PASSAGE FOR REVIEW:
Posted on 10/11/2007 10:11:59 AM PDT by Sub-Driver
Al Gore Called Away Unexpectedly for 'Exciting and Urgent Mission'
Thursday , October 11, 2007
A simple phone call by Al Gore to Sen. Barbara Boxer's office has touched off widespread speculation that the former vice president is getting ready to make an even bigger splash perhaps as a Nobel Peace Prize winner.
The politician-turned-environmental-crusader contacted the California Democrat to beg out of a Thursday fundraising event for her, where he was to headline alongside musicians Bonnie Raitt and Jackson Browne, the political blog SFGate.com reported.
Click here to read the SFGate.com blog.
In a note sent to event supporters and posted on the blog, Boxer wrote: "I just got a call from Vice President Al Gore. He told me that he needs to travel abroad tomorrow for an exciting and urgent mission that could result in a major breakthrough in the fight against global warming."

Source records:
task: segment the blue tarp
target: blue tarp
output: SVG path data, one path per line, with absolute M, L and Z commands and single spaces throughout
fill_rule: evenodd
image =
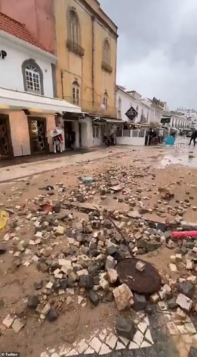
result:
M 165 144 L 166 145 L 173 145 L 175 144 L 175 140 L 174 136 L 168 136 L 165 140 Z

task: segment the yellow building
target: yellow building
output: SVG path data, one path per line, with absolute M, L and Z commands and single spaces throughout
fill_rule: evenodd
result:
M 54 2 L 58 96 L 99 117 L 116 118 L 117 27 L 97 0 Z M 81 134 L 84 141 L 88 131 L 85 125 L 79 129 L 80 141 Z M 103 129 L 93 129 L 93 137 L 101 138 Z M 90 134 L 86 132 L 89 141 L 86 146 L 92 146 Z M 93 145 L 101 142 L 95 141 Z M 78 146 L 81 144 L 85 146 L 79 142 Z

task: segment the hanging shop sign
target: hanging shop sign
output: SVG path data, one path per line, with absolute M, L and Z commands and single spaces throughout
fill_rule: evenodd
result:
M 125 115 L 127 116 L 131 120 L 132 120 L 137 115 L 137 112 L 134 109 L 133 107 L 131 107 L 130 109 L 127 110 L 125 113 Z
M 4 60 L 7 56 L 7 52 L 4 50 L 0 50 L 0 59 Z

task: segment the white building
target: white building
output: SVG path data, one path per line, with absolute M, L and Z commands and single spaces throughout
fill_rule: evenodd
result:
M 161 122 L 163 125 L 168 128 L 169 131 L 176 130 L 178 131 L 188 129 L 192 126 L 191 117 L 187 117 L 183 113 L 180 111 L 164 111 Z
M 56 57 L 36 42 L 24 25 L 0 12 L 0 153 L 2 157 L 53 150 L 48 131 L 57 112 L 81 114 L 55 98 Z
M 142 99 L 137 92 L 120 86 L 116 86 L 116 102 L 118 117 L 125 122 L 118 128 L 117 144 L 145 145 L 149 128 L 160 126 L 163 104 L 156 98 Z

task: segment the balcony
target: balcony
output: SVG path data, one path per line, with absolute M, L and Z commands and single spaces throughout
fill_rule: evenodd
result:
M 95 114 L 95 116 L 99 115 L 103 117 L 108 116 L 113 118 L 117 117 L 117 109 L 115 106 L 111 107 L 108 106 L 106 110 L 103 110 L 101 109 L 101 104 L 100 103 L 95 102 L 93 105 L 91 101 L 81 100 L 79 101 L 78 104 L 78 103 L 74 102 L 72 97 L 64 97 L 64 99 L 69 103 L 81 107 L 83 111 L 87 112 L 90 114 Z
M 71 40 L 68 39 L 66 41 L 66 47 L 69 51 L 71 51 L 80 57 L 82 57 L 84 55 L 85 50 L 80 45 L 75 43 Z
M 107 72 L 108 73 L 110 73 L 110 74 L 113 71 L 113 68 L 111 66 L 108 65 L 107 63 L 106 63 L 106 62 L 104 62 L 103 61 L 102 61 L 101 62 L 101 68 L 103 71 Z

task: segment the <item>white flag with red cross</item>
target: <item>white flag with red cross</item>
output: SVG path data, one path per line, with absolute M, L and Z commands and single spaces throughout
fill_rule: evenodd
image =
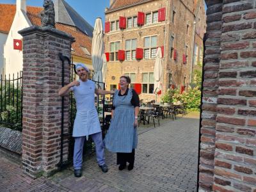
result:
M 22 50 L 22 41 L 20 39 L 13 39 L 13 49 Z

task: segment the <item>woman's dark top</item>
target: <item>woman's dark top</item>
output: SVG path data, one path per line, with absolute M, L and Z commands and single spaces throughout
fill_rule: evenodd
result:
M 118 92 L 118 96 L 125 96 L 128 94 L 129 88 L 126 90 L 125 93 L 124 95 L 121 95 L 121 90 Z M 139 95 L 138 95 L 137 93 L 134 91 L 134 90 L 132 90 L 132 97 L 131 100 L 131 104 L 135 107 L 140 107 L 140 98 Z M 114 97 L 113 97 L 113 100 L 114 100 Z M 115 107 L 112 106 L 112 110 L 115 110 Z

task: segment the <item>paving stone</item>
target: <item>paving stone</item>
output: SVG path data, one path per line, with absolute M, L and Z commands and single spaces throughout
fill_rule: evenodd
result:
M 74 177 L 70 167 L 33 180 L 19 165 L 0 157 L 0 188 L 4 191 L 196 191 L 198 129 L 198 113 L 161 120 L 156 128 L 141 125 L 131 171 L 119 171 L 116 154 L 106 152 L 106 173 L 94 154 L 86 157 L 80 178 Z

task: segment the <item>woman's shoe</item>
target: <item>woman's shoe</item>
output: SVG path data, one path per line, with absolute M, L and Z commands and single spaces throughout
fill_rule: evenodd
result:
M 124 170 L 125 167 L 126 167 L 126 164 L 120 164 L 120 165 L 119 165 L 118 170 L 120 170 L 120 171 L 122 171 L 122 170 Z
M 128 170 L 131 171 L 131 170 L 132 170 L 133 169 L 133 166 L 134 166 L 133 163 L 130 163 L 128 165 Z

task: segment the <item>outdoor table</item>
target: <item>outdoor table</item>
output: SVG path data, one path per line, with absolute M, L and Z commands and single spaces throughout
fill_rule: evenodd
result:
M 154 109 L 154 108 L 150 108 L 150 107 L 140 107 L 140 110 L 141 110 L 141 111 L 150 111 L 150 110 L 153 110 L 153 109 Z M 145 124 L 145 121 L 147 122 L 148 124 L 149 124 L 149 120 L 147 120 L 145 118 L 145 115 L 142 116 L 142 119 L 141 118 L 141 119 L 140 120 L 140 121 L 141 120 L 143 121 L 143 125 Z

WORK REQUEST 1:
In the article about Al Gore's canceled appearance, which two musicians were to share the bill with him at the fundraiser for Sen. Barbara Boxer?
WORK REQUEST 2:
Carry the article about Al Gore's unexpected mission forward from its last sentence.

EXERCISE RESPONSE 1:
Bonnie Raitt and Jackson Browne.

EXERCISE RESPONSE 2:
The San Francisco fundraiser has been postponed until Nov. 9, but speculation is rife that Gore's next public appearance could be in Oslo, Norway, where the Nobel Peace Prize is to be awarded on Friday.
(Excerpt) Read more at foxnews.com ...
No doubt a divine mission; carrying out Gaia’s good works; let’s all burn a gallon of biofuel on the altar of sacrifice.
Bin Laden’s going to be pissed; if they pass him over one more time, he’s going to remind those infidels of their namesake’s main claim to fame.
His Royal Goreliness is headed down INTO the volcano, folks.
BARF ALERT
Judge attacks nine errors in Al Gore's 'alarmist' climate change film
The Nobellers confirm their status as political hack has-beens.
His money funds the prizes.
He’s being called back up to the “Mother Ship”?
Mother Gaia will now descend in a cloud of life-affirming compost fumes to bestow the mantle of Biological Oneness on Her chosen apostle, the Goracle! All Personkind will live thereafter in holistic peace, harmony and global taxation, except of course the global warming deniers, who will be gently reeducated to cleanse them of their harmful beliefs. It's going to be soooo beautiful!
HAHAHAHAHAH....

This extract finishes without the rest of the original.